## INSTRUCTION 1
Show each line in the rows below that contains the word "iron".

## GIVEN TEXT
(begin)

CUDA crosslane vs OpenCL sub-groups¶

Sub-group function mapping¶

This document describes the mapping of the SYCL subgroup operations (based on the proposal SYCL subgroup proposal) to CUDA (queries responses and PTX instruction mapping)

Sub-group device Queries¶

Query	CUDA backend result
`info::device::max_num_sub_groups`	sm 3.0 to 7.0: 64; sm 7.5 32 (see HW_spec)
`info::device::sub_group_independent_forward_progress`	`true`
`info::device::sub_group_sizes`	{32}

Sub-group function mapping¶

Sub-group function	PTX mapping	LLVM Intrinsic	Min version	Note
`get_local_id()`	`%laneid`	`@llvm.nvvm.read.ptx.sreg.laneid`
`get_local_range()`	`WARP_SZ`	`@llvm.nvvm.read.ptx.sreg.warpsize`
`get_max_local_range`	`WARP_SZ`	`@llvm.nvvm.read.ptx.sreg.warpsize`
`get_group_id`	`%warpid`	`@llvm.nvvm.read.ptx.sreg.warpid`
`get_group_range`	`%nwarpid`	`@llvm.nvvm.read.ptx.sreg.nwarpid`
`get_uniform_group_range`	`%nwarpid`	`@llvm.nvvm.read.ptx.sreg.nwarpid`
`barrier`	`bar.warp.sync`	`@llvm.nvvm.bar.warp.sync`
`any(bool)`	`vote{.sync}.any.pred`	`llvm.nvvm.vote.any{.sync}`
`all(bool)`	`vote{.sync}.all.pred`	`llvm.nvvm.vote.all{.sync}`
`broadcast`	`shfl.sync.idx.b32`	`llvm.shfl.sync.idx.{f32,i32}`	`sm_30`	Only implemented for float and int32 in LLVM but should extendable
`reduce`	None	None		cuda_reduce
`exclusive_scan`	None	None		cuda_scan_example/ptx_scan_example
`inclusive_scan`	None	None		cuda_scan_example/ptx_scan_example
`shuffle`	`shfl.sync.idx.b32`	`llvm.shfl.sync.idx.{f32,i32}`	`sm_30`	Insn only for 32 bits. Requires emulation for non 32-bits.

(end)

## Stored data entries
(begin)

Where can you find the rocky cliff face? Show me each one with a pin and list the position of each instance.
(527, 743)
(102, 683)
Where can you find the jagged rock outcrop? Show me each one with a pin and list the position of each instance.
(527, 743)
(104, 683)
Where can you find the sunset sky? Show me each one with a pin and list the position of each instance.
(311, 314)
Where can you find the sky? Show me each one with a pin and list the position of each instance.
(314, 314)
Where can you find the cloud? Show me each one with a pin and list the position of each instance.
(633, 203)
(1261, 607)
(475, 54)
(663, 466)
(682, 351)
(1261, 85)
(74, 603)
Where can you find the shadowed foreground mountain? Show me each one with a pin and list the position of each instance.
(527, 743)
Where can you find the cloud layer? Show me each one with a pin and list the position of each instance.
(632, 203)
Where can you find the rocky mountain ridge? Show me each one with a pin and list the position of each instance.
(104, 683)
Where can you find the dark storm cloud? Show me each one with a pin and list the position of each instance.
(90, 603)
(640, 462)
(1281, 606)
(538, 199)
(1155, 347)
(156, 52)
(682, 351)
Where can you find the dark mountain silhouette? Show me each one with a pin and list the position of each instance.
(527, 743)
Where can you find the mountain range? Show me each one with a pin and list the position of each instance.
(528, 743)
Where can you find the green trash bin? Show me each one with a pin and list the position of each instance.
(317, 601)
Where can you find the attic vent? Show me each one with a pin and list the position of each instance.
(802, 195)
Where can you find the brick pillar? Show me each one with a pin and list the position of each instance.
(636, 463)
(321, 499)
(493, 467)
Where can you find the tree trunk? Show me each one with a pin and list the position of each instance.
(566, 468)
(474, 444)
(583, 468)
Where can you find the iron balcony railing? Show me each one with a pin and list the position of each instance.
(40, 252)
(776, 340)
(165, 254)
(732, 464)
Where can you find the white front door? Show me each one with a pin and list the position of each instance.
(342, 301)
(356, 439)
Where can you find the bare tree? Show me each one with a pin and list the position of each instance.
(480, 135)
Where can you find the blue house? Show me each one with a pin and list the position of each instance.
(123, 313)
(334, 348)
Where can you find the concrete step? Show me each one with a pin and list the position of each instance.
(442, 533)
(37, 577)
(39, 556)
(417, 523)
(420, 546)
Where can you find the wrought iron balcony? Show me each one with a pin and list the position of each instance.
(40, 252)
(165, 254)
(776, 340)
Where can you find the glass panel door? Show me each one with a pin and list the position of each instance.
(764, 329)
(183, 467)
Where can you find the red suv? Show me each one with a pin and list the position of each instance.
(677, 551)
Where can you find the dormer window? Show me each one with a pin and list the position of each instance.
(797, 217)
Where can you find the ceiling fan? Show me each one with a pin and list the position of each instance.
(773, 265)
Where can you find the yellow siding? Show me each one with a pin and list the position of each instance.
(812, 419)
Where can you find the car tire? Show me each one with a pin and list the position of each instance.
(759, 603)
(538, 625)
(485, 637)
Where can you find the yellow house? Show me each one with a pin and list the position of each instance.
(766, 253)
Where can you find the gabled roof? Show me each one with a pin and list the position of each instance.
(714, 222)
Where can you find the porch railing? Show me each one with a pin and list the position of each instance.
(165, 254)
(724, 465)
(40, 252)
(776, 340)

(end)

## INSTRUCTION 2
From the sub-group mapping page above, output the passage starting with "This document describes" and going on through "PTX instruction mapping)", copied word for word.

## EXERCISE OUTPUT 1
Where can you find the iron balcony railing? Show me each one with a pin and list the position of each instance.
Where can you find the wrought iron balcony? Show me each one with a pin and list the position of each instance.

## EXERCISE OUTPUT 2
This document describes the mapping of the SYCL subgroup operations (based on the proposal SYCL subgroup proposal) to CUDA (queries responses and PTX instruction mapping)